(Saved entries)

####################

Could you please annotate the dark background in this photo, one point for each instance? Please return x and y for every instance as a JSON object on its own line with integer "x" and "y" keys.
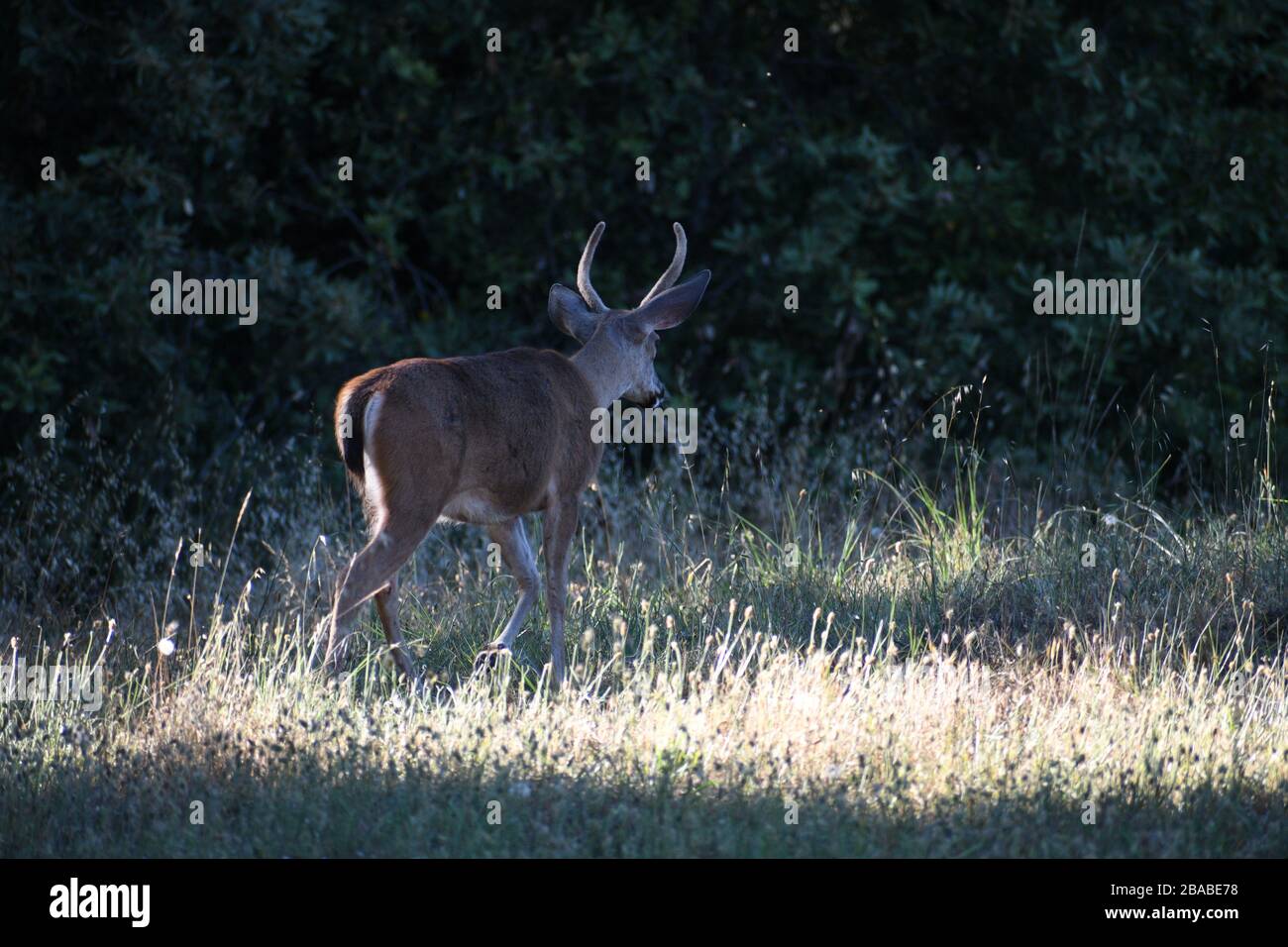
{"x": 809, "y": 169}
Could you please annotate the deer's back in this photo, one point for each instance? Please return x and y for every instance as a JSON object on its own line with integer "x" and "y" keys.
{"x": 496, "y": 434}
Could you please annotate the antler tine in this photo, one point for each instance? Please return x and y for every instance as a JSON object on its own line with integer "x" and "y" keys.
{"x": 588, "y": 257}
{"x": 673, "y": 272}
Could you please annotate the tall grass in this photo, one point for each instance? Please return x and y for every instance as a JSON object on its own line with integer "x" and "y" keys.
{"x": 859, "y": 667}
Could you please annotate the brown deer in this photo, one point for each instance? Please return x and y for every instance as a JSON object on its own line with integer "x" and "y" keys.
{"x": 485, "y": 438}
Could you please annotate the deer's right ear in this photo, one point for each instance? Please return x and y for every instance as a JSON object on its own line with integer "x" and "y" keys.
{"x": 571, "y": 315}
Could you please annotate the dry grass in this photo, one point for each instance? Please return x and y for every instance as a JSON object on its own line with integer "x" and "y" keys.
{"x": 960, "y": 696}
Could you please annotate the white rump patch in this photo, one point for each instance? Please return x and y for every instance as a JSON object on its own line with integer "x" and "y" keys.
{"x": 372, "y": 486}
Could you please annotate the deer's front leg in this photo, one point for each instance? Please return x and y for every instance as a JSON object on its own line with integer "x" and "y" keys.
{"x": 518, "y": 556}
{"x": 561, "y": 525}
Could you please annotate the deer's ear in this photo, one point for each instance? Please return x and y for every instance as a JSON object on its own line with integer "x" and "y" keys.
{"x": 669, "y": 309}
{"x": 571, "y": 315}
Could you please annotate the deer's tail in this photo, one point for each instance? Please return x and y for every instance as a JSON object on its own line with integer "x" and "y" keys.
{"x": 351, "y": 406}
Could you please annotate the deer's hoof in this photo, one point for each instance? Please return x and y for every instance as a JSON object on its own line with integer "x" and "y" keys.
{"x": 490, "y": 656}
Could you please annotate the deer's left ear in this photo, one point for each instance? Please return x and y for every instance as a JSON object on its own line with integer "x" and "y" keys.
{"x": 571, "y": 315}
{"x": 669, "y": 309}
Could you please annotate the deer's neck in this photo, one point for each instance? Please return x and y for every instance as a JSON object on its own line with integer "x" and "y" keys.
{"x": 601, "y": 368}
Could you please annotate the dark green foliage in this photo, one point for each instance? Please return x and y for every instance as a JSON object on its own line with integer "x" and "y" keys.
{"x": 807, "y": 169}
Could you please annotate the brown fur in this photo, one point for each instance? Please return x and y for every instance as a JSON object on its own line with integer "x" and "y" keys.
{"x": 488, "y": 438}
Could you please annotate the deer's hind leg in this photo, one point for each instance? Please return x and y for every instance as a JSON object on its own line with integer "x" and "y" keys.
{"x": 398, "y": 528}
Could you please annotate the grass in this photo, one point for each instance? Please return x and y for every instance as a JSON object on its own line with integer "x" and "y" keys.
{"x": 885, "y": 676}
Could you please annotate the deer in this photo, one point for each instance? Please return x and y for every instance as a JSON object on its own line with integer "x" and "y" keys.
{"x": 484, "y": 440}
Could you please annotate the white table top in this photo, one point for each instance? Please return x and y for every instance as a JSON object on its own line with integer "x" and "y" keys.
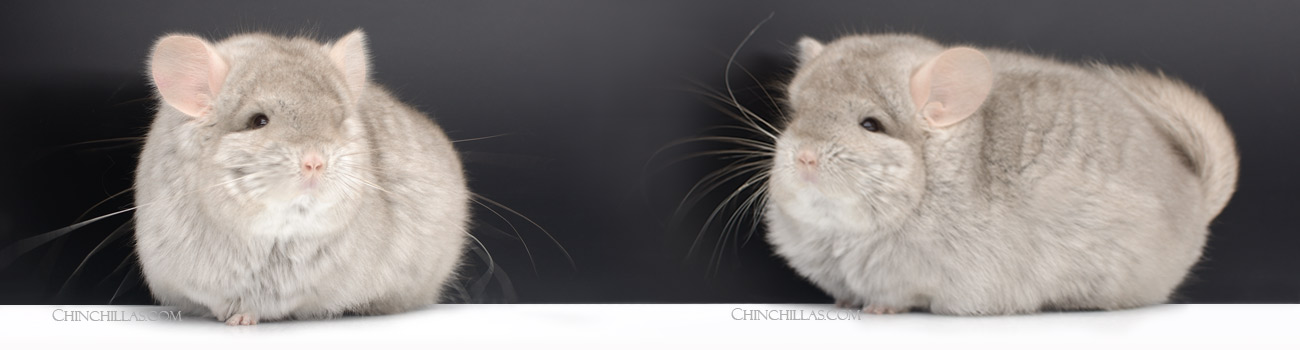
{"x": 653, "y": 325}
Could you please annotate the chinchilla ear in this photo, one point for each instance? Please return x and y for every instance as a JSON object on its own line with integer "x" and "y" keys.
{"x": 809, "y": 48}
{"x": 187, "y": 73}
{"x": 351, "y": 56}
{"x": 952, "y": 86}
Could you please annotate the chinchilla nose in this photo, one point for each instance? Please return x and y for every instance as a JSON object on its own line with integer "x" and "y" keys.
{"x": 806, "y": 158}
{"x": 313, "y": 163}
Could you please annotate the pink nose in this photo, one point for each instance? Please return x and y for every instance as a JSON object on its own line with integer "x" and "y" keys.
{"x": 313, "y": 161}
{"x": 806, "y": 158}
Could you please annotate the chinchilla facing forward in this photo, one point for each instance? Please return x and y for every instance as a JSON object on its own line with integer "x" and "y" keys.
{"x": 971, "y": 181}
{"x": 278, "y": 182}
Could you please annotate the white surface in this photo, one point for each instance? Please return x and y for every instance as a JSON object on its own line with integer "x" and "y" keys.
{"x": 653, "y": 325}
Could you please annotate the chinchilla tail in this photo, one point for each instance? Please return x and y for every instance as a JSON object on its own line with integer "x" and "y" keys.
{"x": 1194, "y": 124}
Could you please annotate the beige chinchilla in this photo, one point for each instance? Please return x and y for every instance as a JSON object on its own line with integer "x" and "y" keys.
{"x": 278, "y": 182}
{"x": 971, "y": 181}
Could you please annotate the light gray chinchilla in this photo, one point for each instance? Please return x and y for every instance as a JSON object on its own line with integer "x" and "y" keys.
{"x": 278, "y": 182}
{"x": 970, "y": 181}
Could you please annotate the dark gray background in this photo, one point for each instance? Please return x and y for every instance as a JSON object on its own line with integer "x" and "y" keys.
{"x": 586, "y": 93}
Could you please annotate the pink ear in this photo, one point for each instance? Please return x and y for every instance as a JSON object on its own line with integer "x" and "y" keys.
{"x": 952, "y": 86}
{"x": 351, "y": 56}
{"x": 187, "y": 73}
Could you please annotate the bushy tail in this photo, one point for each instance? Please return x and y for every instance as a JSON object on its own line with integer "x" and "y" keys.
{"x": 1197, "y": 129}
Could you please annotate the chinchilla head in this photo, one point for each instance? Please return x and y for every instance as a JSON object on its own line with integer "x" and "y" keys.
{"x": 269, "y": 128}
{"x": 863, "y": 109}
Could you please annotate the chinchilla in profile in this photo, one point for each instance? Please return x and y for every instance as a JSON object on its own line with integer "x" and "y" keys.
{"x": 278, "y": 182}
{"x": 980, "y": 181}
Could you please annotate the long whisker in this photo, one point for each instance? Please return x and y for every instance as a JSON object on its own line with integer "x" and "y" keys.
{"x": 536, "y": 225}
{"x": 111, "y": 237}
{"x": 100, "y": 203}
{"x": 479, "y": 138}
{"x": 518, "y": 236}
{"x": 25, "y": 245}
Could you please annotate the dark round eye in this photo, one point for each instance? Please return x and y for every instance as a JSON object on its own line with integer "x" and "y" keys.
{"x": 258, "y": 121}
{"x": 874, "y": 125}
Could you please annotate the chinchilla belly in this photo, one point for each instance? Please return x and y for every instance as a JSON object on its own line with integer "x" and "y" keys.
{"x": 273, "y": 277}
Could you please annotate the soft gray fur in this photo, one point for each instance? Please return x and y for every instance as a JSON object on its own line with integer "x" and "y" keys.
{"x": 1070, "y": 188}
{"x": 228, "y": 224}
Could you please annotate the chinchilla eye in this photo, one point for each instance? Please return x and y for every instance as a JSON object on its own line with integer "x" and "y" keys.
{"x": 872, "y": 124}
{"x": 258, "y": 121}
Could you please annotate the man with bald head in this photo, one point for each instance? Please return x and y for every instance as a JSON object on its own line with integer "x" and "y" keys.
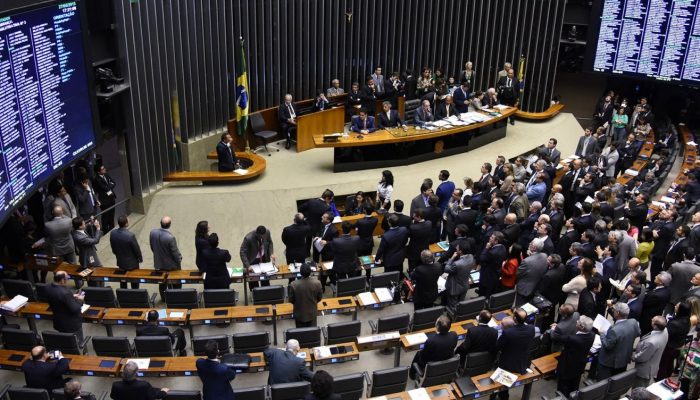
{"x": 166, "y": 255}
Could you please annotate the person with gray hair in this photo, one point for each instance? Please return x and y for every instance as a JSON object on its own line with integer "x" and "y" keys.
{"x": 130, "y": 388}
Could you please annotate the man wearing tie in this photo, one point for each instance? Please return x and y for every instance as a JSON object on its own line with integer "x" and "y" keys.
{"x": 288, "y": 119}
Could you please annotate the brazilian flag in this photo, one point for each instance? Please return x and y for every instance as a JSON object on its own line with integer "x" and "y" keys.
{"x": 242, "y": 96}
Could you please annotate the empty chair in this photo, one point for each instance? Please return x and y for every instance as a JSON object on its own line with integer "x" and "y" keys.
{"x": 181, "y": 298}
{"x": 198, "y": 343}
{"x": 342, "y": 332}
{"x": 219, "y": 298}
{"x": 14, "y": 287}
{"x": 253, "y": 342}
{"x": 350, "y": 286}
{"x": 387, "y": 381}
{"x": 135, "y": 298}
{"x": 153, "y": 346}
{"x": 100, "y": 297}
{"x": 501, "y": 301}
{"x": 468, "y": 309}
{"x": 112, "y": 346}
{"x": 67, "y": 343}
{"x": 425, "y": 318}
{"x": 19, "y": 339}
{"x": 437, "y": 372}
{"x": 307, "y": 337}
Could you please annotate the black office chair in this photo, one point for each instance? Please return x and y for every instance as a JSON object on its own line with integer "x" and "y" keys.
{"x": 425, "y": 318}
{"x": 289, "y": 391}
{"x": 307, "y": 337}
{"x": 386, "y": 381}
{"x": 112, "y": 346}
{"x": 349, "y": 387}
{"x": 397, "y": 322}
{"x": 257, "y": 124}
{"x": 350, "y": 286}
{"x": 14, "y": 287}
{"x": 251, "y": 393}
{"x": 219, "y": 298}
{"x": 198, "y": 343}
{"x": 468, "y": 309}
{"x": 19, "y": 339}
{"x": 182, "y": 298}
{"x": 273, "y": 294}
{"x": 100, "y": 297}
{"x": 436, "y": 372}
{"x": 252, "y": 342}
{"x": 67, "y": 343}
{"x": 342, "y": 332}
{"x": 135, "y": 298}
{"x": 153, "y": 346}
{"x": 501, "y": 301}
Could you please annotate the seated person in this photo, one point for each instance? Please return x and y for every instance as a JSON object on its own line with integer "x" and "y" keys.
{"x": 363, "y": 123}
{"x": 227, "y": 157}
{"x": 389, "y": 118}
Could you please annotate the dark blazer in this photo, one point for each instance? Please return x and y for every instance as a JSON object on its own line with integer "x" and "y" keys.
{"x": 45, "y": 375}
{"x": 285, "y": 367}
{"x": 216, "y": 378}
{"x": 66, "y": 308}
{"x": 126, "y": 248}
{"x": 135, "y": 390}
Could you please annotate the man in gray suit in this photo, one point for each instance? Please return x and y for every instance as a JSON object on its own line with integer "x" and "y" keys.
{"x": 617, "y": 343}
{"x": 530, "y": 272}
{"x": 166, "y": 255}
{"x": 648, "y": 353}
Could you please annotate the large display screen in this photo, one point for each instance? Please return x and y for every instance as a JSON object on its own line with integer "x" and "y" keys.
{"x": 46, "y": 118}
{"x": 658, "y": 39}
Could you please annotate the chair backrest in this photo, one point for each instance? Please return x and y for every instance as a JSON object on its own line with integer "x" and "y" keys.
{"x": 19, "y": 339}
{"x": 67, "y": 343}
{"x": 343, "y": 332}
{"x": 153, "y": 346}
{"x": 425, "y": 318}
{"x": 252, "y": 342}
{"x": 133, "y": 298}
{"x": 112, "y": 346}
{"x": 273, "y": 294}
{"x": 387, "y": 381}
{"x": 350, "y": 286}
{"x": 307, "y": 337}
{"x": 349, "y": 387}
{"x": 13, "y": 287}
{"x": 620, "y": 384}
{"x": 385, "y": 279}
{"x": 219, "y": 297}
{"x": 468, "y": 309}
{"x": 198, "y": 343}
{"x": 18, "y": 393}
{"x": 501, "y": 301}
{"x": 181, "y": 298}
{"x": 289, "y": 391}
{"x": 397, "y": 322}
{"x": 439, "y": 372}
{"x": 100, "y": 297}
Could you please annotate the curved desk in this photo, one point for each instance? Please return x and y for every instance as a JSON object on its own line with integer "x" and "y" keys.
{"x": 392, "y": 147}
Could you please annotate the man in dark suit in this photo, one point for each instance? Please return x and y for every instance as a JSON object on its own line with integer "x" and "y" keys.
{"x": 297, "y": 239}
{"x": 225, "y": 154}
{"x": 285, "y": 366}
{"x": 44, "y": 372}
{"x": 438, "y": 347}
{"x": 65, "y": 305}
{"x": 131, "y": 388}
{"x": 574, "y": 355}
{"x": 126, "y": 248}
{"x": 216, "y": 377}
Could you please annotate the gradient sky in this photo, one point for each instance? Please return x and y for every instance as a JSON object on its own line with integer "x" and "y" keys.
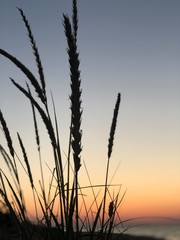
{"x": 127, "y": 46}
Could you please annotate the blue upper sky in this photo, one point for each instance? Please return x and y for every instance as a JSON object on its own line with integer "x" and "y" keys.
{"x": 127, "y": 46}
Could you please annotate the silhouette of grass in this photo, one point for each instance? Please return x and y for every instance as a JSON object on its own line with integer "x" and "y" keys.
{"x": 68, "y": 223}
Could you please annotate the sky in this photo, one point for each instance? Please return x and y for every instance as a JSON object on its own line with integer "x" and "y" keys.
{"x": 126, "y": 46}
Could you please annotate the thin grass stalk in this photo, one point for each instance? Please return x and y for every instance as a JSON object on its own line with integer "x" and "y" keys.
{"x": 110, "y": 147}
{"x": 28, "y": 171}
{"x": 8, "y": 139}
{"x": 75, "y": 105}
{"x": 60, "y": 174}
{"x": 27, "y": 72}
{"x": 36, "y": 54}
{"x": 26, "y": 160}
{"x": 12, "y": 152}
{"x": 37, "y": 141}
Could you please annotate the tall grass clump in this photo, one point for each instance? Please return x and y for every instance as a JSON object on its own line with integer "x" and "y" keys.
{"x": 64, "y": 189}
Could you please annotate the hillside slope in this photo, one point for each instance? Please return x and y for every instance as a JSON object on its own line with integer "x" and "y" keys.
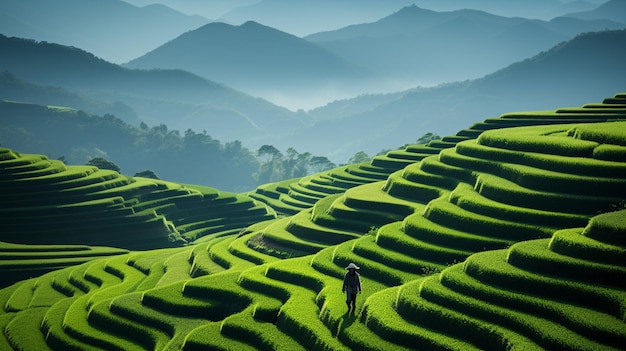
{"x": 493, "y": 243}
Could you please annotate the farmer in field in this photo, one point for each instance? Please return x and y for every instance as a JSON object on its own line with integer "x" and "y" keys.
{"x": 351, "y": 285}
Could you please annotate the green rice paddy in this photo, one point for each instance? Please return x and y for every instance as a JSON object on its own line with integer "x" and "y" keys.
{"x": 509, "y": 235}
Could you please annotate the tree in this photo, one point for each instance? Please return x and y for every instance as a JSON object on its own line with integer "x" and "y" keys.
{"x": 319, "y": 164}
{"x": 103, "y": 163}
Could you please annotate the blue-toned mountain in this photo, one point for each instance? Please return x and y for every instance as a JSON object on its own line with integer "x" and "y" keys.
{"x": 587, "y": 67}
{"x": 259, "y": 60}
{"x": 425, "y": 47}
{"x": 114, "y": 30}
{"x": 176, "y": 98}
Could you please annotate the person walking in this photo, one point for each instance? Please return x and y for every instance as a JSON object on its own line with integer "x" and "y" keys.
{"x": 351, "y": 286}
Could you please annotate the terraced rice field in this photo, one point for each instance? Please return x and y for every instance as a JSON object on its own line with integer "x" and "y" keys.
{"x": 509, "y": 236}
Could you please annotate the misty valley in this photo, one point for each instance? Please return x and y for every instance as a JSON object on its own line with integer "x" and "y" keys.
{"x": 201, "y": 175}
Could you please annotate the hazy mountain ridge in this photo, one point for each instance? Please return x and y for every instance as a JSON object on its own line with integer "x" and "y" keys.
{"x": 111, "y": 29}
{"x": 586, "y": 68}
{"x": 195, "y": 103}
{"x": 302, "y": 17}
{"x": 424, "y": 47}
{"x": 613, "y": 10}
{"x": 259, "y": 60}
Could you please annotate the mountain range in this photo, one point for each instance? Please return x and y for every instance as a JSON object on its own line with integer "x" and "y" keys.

####################

Problem to work on. Take the line that contains "Could you please annotate the misty" and each line after it down to the last of the records, and retype them exactly; add nothing else.

Reply.
Could you please annotate the misty valley in this photo, one point for each instance? Please return x and y for every instance as a JSON object on its own line with integer "x" and "y" keys.
{"x": 201, "y": 175}
Could you please annotate the hazy mountain ridge in this photo, one point for each instance? Please return x and y for every instance as a JSON object on its own line with integer "x" and "y" keys.
{"x": 111, "y": 29}
{"x": 586, "y": 68}
{"x": 195, "y": 103}
{"x": 302, "y": 17}
{"x": 424, "y": 47}
{"x": 613, "y": 10}
{"x": 259, "y": 60}
Could you please annotate the mountain range in this photo, one point for each instance? Please return x and y for every instance as a JSON object on its own line with integer "x" and "y" keys.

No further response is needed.